* begin *
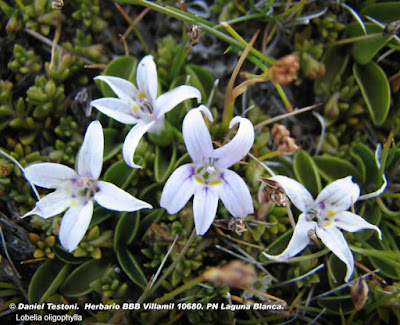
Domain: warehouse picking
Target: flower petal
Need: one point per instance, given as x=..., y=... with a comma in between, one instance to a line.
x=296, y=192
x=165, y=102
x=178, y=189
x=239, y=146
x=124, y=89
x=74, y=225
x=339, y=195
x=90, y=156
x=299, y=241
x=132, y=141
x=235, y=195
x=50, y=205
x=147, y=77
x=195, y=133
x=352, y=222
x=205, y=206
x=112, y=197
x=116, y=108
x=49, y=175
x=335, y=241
* end *
* begin *
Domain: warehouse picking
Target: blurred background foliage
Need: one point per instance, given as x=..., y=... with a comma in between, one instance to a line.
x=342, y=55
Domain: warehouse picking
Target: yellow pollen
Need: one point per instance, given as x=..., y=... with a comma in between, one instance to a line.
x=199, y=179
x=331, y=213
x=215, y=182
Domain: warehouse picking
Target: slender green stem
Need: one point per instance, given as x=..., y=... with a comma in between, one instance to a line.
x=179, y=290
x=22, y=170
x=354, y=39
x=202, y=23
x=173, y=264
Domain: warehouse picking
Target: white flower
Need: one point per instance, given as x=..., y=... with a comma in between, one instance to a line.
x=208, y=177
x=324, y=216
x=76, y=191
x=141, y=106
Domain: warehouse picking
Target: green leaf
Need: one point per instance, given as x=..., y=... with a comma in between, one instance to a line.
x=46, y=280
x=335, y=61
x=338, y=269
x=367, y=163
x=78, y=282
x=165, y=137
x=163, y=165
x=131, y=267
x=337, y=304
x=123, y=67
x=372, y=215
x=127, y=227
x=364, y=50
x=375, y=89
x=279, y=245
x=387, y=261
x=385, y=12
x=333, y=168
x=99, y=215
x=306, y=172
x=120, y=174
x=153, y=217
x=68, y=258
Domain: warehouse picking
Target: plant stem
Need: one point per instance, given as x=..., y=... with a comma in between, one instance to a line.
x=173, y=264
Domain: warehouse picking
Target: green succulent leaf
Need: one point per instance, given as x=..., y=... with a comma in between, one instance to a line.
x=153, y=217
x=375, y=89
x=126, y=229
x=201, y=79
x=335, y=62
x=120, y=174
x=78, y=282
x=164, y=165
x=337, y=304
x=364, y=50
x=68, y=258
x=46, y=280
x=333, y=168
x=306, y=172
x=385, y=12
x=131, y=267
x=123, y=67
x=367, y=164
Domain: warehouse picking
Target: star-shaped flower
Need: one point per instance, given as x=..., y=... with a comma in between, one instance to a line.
* end *
* begin *
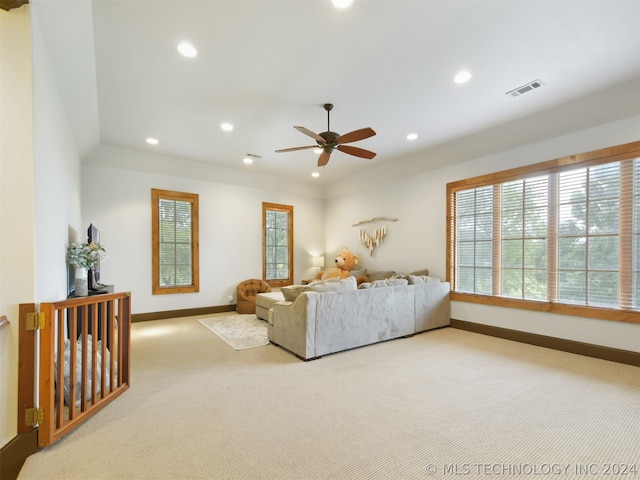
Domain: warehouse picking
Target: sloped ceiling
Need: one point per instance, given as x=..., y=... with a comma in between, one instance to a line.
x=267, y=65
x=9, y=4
* end *
● **What you will do**: Reply with only the number of lines in the listing above that contain the string "stem", matching its case exactly.

● **Answer**: 2